Stated problem →
Reproduce the items from the line with "Identify every green tree in this frame." to the line with "[419,78,496,170]", both included, and nothing else.

Information supplied →

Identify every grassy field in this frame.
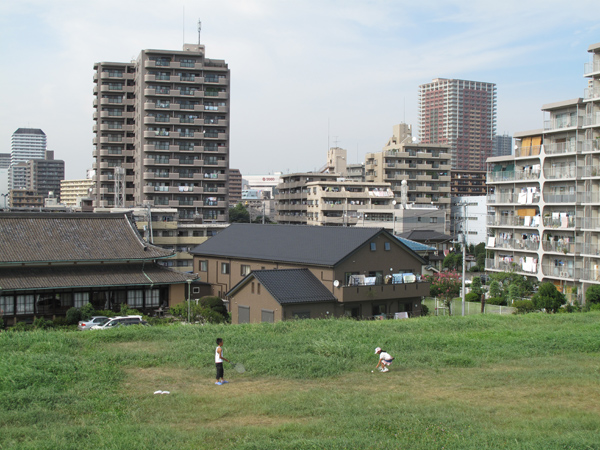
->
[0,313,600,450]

==

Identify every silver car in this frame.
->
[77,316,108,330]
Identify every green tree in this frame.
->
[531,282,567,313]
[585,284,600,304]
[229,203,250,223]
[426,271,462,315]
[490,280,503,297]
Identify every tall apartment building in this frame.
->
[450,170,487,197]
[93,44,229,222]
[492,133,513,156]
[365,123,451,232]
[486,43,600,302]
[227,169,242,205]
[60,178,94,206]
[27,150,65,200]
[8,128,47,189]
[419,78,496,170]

Result of this exercise →
Identify every green tree in this frame.
->
[531,282,567,313]
[585,284,600,304]
[229,203,250,223]
[426,271,462,315]
[490,280,503,297]
Identify every tall apartment building in this frame.
->
[450,170,487,197]
[93,44,229,222]
[492,133,513,156]
[365,123,451,232]
[486,43,600,302]
[227,169,242,205]
[60,178,94,206]
[27,150,65,200]
[8,128,47,189]
[419,78,496,170]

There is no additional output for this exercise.